• WORK ITEM
Search the data below for the string "woman". Extract every line that contains it.

• MATERIAL SUPPLIED
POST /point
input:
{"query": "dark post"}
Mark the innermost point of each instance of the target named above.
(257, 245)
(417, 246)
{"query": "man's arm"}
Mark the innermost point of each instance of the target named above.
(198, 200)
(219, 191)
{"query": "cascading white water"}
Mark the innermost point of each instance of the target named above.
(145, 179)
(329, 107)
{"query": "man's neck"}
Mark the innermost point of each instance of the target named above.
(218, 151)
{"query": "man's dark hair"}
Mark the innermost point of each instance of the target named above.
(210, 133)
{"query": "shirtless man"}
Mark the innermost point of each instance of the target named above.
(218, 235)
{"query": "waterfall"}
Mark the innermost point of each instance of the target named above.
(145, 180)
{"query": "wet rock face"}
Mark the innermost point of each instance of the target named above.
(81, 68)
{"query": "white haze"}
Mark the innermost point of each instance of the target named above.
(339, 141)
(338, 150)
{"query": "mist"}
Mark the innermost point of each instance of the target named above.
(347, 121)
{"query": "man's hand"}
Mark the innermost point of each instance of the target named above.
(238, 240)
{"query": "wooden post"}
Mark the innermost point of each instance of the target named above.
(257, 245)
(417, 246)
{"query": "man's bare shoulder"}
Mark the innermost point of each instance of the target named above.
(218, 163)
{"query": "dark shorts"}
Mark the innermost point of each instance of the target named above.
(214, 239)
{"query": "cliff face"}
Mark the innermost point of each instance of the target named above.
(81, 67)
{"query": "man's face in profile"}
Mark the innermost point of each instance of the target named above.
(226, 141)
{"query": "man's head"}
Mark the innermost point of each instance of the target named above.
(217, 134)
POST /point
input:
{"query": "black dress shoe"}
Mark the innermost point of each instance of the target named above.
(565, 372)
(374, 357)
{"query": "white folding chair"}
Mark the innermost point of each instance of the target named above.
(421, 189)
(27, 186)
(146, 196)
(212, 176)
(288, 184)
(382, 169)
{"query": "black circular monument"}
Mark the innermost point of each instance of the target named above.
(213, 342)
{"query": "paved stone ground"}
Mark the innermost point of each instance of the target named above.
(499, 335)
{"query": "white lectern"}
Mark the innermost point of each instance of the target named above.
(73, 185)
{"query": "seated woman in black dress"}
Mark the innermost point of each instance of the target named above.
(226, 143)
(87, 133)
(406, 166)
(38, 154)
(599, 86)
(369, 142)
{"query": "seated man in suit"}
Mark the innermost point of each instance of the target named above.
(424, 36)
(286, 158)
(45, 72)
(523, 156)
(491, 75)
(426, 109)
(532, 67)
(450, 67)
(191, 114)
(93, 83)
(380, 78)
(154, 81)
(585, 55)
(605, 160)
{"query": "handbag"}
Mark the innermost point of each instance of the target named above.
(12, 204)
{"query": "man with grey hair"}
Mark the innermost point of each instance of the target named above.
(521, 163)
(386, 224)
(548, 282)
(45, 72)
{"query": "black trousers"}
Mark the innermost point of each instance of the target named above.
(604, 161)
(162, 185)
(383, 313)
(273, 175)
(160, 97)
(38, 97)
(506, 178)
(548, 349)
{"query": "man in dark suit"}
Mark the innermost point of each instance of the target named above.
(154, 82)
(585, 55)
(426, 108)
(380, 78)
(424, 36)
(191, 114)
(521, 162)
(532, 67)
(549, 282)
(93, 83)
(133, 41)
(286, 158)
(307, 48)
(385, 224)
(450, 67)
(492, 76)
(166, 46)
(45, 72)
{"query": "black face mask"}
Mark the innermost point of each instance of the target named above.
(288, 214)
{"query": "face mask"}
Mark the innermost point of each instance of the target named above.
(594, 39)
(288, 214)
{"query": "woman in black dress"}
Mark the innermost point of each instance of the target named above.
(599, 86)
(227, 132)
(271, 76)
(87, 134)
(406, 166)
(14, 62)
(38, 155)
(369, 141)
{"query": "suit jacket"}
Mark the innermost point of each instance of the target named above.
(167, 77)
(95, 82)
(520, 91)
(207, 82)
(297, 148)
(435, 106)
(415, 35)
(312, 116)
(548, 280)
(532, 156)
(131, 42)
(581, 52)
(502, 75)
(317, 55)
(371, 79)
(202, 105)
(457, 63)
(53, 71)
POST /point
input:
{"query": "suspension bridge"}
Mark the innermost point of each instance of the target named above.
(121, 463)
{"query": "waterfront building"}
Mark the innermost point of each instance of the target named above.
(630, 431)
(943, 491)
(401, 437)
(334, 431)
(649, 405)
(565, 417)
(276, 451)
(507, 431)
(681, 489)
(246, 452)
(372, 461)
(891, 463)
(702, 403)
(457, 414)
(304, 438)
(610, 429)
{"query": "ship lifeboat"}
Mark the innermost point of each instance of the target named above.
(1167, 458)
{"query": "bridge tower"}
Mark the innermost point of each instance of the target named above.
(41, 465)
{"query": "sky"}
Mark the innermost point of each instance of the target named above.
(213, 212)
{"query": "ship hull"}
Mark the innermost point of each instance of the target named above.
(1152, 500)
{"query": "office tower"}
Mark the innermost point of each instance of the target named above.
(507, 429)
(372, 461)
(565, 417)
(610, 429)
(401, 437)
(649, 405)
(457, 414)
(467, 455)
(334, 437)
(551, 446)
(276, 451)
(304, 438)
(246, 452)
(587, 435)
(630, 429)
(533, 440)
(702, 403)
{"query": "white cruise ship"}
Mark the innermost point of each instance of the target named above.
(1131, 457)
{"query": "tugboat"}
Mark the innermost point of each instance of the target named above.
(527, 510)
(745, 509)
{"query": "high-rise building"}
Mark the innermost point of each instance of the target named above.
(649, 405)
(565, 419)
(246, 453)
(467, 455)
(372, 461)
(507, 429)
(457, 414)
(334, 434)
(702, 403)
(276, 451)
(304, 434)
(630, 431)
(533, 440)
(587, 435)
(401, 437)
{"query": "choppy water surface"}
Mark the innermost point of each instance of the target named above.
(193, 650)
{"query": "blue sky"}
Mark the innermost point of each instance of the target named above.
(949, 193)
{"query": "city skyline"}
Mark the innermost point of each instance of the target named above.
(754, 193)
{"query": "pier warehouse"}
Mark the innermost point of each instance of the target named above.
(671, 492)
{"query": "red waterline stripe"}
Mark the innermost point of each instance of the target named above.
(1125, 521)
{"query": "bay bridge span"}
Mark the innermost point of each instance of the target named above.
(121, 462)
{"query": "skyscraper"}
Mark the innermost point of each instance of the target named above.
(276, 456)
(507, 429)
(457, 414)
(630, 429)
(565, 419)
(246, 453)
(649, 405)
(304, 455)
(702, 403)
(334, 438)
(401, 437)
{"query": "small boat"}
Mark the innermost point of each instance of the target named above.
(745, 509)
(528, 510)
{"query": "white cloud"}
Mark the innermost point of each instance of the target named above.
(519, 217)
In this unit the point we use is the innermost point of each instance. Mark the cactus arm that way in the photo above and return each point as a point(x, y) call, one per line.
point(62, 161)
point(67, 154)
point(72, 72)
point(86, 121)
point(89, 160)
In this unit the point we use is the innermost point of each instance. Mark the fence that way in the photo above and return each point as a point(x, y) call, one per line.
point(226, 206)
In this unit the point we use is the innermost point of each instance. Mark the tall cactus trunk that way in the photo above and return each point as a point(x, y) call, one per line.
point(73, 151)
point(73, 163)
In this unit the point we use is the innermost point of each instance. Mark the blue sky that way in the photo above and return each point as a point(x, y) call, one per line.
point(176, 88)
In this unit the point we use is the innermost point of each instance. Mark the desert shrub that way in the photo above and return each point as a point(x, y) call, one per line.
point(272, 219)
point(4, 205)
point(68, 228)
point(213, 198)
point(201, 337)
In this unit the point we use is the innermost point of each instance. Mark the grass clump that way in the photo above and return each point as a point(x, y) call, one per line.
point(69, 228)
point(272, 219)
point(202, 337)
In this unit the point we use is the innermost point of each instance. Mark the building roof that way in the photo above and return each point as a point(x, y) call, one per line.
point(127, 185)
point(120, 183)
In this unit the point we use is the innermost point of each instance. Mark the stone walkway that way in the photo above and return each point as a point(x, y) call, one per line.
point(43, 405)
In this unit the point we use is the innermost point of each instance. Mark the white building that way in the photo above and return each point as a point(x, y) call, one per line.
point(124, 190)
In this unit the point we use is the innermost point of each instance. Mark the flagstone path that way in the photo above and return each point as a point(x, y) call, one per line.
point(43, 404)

• OUTPUT BELOW
{"query": "seated woman in black dress"}
{"query": "woman in black dress"}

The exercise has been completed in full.